● **EXCERPT TO READ**:
============================================================
This step created a categorical map designed to visually distinguish cholera‑affected districts from the rest of the country. Instead of shading districts by the number of cases, each affected district was assigned its own unique colour, while all unaffected districts were grouped under a single “Other” category and displayed in white. This approach is particularly useful when the goal is to highlight the geographic footprint of the outbreak rather than the intensity of transmission.

A vector of affected districts was first defined, representing areas with recent or ongoing cholera activity. The shapefile was then augmented with a new variable that classified each district as either one of the highlighted districts or “Other.” This classification allowed the map to display each affected district in a distinct colour, making it easy to identify where cholera transmission has occurred and how widely it is distributed across the country.

The map was rendered using geom_sf(), with a manually defined colour palette to ensure that each highlighted district had a visually distinct and easily interpretable colour. A north arrow and scale bar were added to improve cartographic clarity, and a minimalist theme was applied to remove gridlines, axis labels, and tick marks, keeping the focus on the spatial patterns. The legend was simplified to include only the affected districts, reducing clutter and making the map more readable.
============================================================
● **TASK LIST**:
• a. In the cholera mapping excerpt, what color were the unaffected districts shown in?
• b. Rewrite the paragraph of the cholera mapping excerpt that begins "The map was rendered" as a short bulleted list that keeps its main facts.
• c. Reproduce word for word the part of the cholera mapping excerpt starting at "A vector of" and ending at "across the country.".

● **ENTRIES PROVIDED**:
============================================================
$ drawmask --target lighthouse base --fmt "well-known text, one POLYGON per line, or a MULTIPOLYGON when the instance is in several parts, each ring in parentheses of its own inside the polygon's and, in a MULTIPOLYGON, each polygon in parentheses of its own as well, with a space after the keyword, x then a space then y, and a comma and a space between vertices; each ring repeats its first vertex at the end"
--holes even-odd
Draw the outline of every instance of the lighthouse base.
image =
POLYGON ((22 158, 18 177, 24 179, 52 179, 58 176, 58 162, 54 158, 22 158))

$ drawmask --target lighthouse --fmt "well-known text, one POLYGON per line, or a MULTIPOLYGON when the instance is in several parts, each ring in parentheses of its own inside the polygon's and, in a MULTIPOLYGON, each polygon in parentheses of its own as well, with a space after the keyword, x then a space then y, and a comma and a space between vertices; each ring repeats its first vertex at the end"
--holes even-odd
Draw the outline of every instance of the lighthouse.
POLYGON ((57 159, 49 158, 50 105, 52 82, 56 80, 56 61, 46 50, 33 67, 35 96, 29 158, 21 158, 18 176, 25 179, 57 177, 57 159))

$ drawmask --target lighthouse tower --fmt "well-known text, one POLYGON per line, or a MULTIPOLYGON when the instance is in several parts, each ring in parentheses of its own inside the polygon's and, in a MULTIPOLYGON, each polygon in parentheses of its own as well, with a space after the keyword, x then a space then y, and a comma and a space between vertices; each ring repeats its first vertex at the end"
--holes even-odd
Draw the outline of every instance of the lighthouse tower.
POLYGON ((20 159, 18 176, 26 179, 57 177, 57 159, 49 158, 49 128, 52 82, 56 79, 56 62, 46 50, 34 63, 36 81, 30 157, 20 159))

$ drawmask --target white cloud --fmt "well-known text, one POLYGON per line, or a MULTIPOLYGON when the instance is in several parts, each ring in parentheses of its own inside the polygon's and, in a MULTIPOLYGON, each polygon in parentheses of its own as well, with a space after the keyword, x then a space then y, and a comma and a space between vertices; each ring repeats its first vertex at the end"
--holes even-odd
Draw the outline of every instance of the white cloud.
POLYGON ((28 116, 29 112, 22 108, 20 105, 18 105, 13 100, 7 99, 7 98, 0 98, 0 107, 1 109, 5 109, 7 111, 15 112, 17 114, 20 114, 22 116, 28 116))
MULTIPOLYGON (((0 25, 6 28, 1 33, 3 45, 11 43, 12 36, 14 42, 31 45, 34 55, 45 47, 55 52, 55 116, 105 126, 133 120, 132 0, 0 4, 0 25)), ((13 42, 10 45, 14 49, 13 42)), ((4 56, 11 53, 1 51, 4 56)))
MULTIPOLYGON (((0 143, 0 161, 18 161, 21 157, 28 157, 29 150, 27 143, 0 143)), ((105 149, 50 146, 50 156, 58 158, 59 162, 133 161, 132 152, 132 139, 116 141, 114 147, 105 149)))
============================================================
● **WRITTEN RESPONSES**:
• a. White, grouped under a single "Other" category.

• b.
- Rendered with geom_sf() and a manually defined color palette, so each highlighted district had a distinct, easily interpreted color
- North arrow and scale bar added for cartographic clarity
- Minimalist theme applied, removing gridlines, axis labels, and tick marks to keep the focus on spatial patterns
- Legend simplified to list only the affected districts, reducing clutter and improving readability

• c.
A vector of affected districts was first defined, representing areas with recent or ongoing cholera activity. The shapefile was then augmented with a new variable that classified each district as either one of the highlighted districts or “Other.” This classification allowed the map to display each affected district in a distinct colour, making it easy to identify where cholera transmission has occurred and how widely it is distributed across the country.